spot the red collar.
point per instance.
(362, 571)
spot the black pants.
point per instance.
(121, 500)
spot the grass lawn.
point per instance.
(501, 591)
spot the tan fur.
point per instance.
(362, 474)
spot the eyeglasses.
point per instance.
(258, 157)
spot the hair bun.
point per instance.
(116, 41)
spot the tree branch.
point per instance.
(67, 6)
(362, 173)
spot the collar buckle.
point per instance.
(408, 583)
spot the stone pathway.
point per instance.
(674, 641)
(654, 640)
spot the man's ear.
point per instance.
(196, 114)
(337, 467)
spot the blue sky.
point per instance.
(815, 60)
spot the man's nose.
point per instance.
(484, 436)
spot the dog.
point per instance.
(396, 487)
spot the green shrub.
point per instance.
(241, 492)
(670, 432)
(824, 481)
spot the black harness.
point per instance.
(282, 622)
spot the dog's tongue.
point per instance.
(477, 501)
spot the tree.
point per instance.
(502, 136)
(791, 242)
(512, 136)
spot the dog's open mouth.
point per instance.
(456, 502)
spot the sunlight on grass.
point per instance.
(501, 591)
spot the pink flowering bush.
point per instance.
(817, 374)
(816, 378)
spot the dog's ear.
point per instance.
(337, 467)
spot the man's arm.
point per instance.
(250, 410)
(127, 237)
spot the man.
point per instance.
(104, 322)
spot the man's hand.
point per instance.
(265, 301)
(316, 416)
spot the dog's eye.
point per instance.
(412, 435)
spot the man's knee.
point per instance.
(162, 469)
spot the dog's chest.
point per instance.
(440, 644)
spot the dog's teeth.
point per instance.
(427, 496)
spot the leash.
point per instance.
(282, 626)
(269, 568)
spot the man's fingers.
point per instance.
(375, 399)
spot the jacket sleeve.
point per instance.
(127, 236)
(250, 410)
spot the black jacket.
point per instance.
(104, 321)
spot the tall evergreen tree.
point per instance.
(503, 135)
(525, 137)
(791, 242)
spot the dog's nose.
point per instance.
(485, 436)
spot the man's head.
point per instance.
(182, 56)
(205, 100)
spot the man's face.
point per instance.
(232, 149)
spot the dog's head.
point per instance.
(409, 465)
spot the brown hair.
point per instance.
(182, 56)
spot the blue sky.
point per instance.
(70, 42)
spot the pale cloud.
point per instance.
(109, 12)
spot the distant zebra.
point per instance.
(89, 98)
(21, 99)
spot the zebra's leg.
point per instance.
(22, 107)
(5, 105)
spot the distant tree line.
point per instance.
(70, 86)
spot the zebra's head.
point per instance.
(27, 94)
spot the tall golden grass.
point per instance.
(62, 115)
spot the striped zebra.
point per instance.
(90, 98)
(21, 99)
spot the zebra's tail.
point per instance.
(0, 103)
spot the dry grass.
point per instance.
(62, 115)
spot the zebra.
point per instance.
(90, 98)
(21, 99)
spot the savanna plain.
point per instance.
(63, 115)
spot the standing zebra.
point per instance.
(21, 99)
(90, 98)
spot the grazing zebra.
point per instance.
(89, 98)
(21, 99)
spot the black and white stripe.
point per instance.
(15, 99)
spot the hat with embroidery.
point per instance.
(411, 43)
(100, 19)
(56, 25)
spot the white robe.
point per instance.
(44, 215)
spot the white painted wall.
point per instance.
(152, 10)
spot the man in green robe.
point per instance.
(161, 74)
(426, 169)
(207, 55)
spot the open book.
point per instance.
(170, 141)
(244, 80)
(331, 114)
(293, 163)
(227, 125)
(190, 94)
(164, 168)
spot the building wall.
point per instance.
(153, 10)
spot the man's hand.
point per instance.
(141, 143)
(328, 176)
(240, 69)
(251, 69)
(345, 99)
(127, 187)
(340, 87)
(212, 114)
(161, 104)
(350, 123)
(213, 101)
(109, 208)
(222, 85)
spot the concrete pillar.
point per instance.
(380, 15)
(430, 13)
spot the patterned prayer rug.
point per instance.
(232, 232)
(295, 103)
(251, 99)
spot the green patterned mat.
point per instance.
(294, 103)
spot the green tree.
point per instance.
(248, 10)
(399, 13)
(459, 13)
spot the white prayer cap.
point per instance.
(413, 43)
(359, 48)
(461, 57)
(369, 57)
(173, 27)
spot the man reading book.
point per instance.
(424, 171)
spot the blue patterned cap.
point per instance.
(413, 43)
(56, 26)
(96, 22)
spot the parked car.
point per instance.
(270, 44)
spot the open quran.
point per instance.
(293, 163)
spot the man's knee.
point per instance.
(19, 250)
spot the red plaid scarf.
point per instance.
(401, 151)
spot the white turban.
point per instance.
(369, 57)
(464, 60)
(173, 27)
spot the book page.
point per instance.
········
▶ [EXERCISE TASK]: Reproduce only the lines from the line containing "spot the white painted wall." to the last line of the material above, both of those lines included.

▶ [EXERCISE SOLUTION]:
spot the white painted wall.
point per instance.
(152, 10)
spot the man in green robe.
point per instance.
(161, 74)
(426, 169)
(207, 55)
spot the open book.
point per instance.
(170, 141)
(244, 80)
(331, 114)
(293, 163)
(227, 125)
(190, 94)
(164, 168)
spot the building wall.
point per instance.
(153, 10)
spot the man's hand.
point per instance.
(141, 143)
(328, 176)
(240, 69)
(251, 69)
(345, 99)
(127, 187)
(340, 87)
(212, 114)
(161, 104)
(350, 123)
(213, 101)
(109, 208)
(222, 85)
spot the concrete pillar.
point per instance.
(380, 15)
(430, 13)
spot the patterned prayer rug.
point per instance.
(232, 232)
(295, 103)
(251, 99)
spot the green patterned mat.
point per instance.
(294, 103)
spot the green tree.
point per instance.
(248, 10)
(399, 13)
(459, 13)
spot the white prayer cap.
point per instance.
(413, 43)
(359, 48)
(461, 57)
(369, 57)
(173, 27)
spot the man reading book.
point per instance.
(424, 171)
spot the blue patterned cap.
point per instance.
(413, 43)
(56, 26)
(96, 22)
spot the parked car.
point per instance.
(270, 44)
spot the open quran.
point per instance.
(293, 163)
spot the man's knee.
point per instance.
(19, 250)
spot the red plaid scarf.
point per instance.
(401, 151)
spot the white turban.
point per instance.
(369, 57)
(464, 60)
(173, 27)
spot the book page.
point per instance.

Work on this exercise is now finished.